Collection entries
________
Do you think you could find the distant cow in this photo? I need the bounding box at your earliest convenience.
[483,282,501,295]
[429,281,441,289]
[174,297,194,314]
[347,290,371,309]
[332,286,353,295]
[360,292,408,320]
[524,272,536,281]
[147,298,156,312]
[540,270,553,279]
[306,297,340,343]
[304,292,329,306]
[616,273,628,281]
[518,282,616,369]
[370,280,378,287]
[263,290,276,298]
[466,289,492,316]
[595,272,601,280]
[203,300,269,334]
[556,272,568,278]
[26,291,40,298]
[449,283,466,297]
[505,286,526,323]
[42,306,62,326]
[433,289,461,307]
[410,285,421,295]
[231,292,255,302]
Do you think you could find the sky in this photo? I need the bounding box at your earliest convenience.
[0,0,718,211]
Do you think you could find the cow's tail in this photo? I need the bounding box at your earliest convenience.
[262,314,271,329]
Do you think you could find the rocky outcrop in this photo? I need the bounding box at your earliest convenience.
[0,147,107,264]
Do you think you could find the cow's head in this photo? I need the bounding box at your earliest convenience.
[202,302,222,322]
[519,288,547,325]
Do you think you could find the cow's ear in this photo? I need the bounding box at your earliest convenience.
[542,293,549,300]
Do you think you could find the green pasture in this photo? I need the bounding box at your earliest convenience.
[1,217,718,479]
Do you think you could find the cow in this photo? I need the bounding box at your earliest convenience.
________
▸ **YOUR GOAL**: Would you please write out all the entries exactly?

▸ **RESPONSE BELOW**:
Do you think you could find the distant cow in this photo? I need the bounding box at your earliest convenience.
[483,282,501,295]
[429,281,441,289]
[174,297,194,314]
[347,290,371,309]
[332,286,353,295]
[360,292,408,320]
[524,272,536,281]
[147,298,156,312]
[540,270,553,279]
[306,297,340,343]
[304,292,329,306]
[616,273,628,281]
[518,282,616,369]
[370,280,378,287]
[263,290,276,298]
[466,289,492,316]
[595,272,601,280]
[203,300,269,334]
[556,272,568,278]
[26,291,40,298]
[449,283,466,297]
[505,286,526,323]
[42,306,62,326]
[433,289,461,307]
[410,285,421,295]
[231,292,255,302]
Do you think you could find the sky in this photo? I need the bounding box at your earliest convenience.
[0,0,718,211]
Do you think you could find the cow's tail in this photo? I need the bounding box at your earliest convenience.
[262,314,271,329]
Do you think you could find the rocky outcrop in this photo? I need the bounding box at your earliest convenience.
[0,147,107,264]
Do you think you could find the cow's head in this photo? I need the bounding box at your earliest convenience.
[202,302,222,322]
[519,288,547,325]
Do you think you could find the cow's ear in this photo? I need the bounding box at your earliest convenience.
[542,293,549,300]
Do you think you could find the green pasture in this photo? I need the bounding box at your earliest convenience.
[1,217,718,479]
Do you think you could find the cow in this photo? I need the bounding box at your earliest convenience.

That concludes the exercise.